## begin
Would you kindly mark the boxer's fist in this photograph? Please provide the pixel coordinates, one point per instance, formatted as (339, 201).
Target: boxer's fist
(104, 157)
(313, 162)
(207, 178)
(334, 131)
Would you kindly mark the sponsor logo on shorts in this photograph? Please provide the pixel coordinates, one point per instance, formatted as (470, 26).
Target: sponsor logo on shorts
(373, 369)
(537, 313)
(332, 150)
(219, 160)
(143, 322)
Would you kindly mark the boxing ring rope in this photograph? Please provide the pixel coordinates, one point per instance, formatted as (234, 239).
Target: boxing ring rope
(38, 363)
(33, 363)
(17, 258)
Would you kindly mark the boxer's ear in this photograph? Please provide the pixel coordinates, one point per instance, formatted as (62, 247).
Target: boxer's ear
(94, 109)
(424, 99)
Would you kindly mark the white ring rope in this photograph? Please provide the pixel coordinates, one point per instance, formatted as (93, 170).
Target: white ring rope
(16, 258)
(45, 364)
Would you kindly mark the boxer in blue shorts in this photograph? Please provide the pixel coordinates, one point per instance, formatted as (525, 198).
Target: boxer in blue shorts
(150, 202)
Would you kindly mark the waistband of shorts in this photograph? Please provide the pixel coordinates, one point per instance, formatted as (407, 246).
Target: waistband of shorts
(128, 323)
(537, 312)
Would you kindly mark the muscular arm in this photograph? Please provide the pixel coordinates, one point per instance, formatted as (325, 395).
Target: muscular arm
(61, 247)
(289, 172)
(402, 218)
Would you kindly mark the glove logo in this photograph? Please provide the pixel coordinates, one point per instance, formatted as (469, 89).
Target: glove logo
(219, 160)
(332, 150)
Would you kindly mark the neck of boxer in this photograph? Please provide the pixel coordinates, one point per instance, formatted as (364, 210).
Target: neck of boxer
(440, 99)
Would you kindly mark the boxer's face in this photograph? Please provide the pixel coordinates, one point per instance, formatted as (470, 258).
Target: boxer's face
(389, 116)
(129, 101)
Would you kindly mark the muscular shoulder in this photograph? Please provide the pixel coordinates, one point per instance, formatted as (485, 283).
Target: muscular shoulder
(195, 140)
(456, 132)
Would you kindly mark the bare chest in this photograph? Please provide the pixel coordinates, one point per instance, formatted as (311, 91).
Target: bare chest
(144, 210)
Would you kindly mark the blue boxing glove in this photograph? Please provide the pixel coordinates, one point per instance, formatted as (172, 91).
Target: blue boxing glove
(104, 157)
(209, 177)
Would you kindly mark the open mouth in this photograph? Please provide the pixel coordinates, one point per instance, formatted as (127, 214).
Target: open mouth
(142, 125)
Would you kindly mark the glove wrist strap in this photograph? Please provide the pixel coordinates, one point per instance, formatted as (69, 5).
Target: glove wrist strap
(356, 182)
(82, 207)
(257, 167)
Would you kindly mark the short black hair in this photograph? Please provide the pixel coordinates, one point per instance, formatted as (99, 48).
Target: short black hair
## end
• [EXERCISE OBJECTIVE]:
Exactly reproduce every line found in the records.

• [THE RESULT]:
Would you kindly mark the boxer's fist in this photograph? Please provide the pixel coordinates, one point per instance, formatted as (339, 201).
Target: boxer's fist
(104, 157)
(313, 162)
(207, 178)
(334, 131)
Would you kindly mark the sponsor logo on shorts in this photograph? Please provide the pixel coordinates, one point per instance, formatted as (470, 26).
Target: sponsor logo on shorts
(373, 369)
(537, 313)
(332, 150)
(219, 160)
(143, 322)
Would you kindly mark the boxing ring rope in this photograph? Please provide the pixel coordinates, one point per instance, formatted as (234, 239).
Target: boxing ring rope
(38, 363)
(33, 363)
(17, 258)
Would you kindly mark the boxer's ear in this photograph? Please provide the pixel coordinates, one point per instance, formatted as (62, 247).
Target: boxer's ear
(94, 109)
(424, 99)
Would you kindly mark the white ring rope in this photograph? Please provide the pixel coordinates, one point per instance, formatted as (93, 170).
Target: white ring rope
(16, 258)
(45, 364)
Would you kindly mark the boxer in blue shorts in this photograph? Please provide the pixel coordinates, one point per instance, formatted as (525, 198).
Target: boxer in blue shorts
(150, 202)
Would you kindly mark the waistband of shorts in this photograph? Please provide the pixel coordinates, one point per instance, formatted as (407, 246).
Target: waistband of shorts
(128, 323)
(537, 312)
Would you kindly mark the muscular arm in this photograph? Please provide the pixel coordinates, one point per instance, formatted as (325, 395).
Target: muscular arm
(61, 247)
(289, 172)
(402, 218)
Would you kindly mark the glove logo in this photograph? Please provide the pixel coordinates, one point per instance, formatted as (469, 89).
Target: glove logo
(219, 160)
(332, 150)
Would you kindly mark the neck of boxer in this photograph? Please provide the pixel coordinates, one point per instance, formatted as (364, 210).
Target: neck of boxer
(440, 99)
Would you kindly mark the boxer's face in this photograph? Please provide the pixel coordinates, one point per instance, formatted as (470, 258).
Target: boxer's face
(389, 116)
(129, 101)
Would you kindly mark the muscular shoulder in this photograph? Please provide the pixel coordinates, one point per instance, formatted as (485, 283).
Target: muscular shoulder
(195, 140)
(456, 132)
Would you kindly mark the bare chest in this photograph? Please provide the pixel coordinates, one point per instance, formatted as (311, 91).
Target: bare chest
(144, 210)
Would you kindly mark the blue boxing glove in this photograph? Please provide the pixel coordinates, one point per instance, formatted as (172, 91).
Target: blue boxing glove
(104, 157)
(209, 177)
Would you kindly mark the open mouth in this photograph? Please provide the pixel coordinates, one point per instance, formatted as (127, 214).
Target: open mouth
(142, 125)
Would you kindly mark the glove wrist strap in this photograph? Please provide the pixel coordinates, one point per instance, formatted as (69, 5).
Target: glove wrist strap
(356, 182)
(82, 207)
(257, 167)
Would you kindly mark the short black hair in this photograph? Please provide the pixel coordinates, one point per instance, formatted as (99, 48).
Target: short black hair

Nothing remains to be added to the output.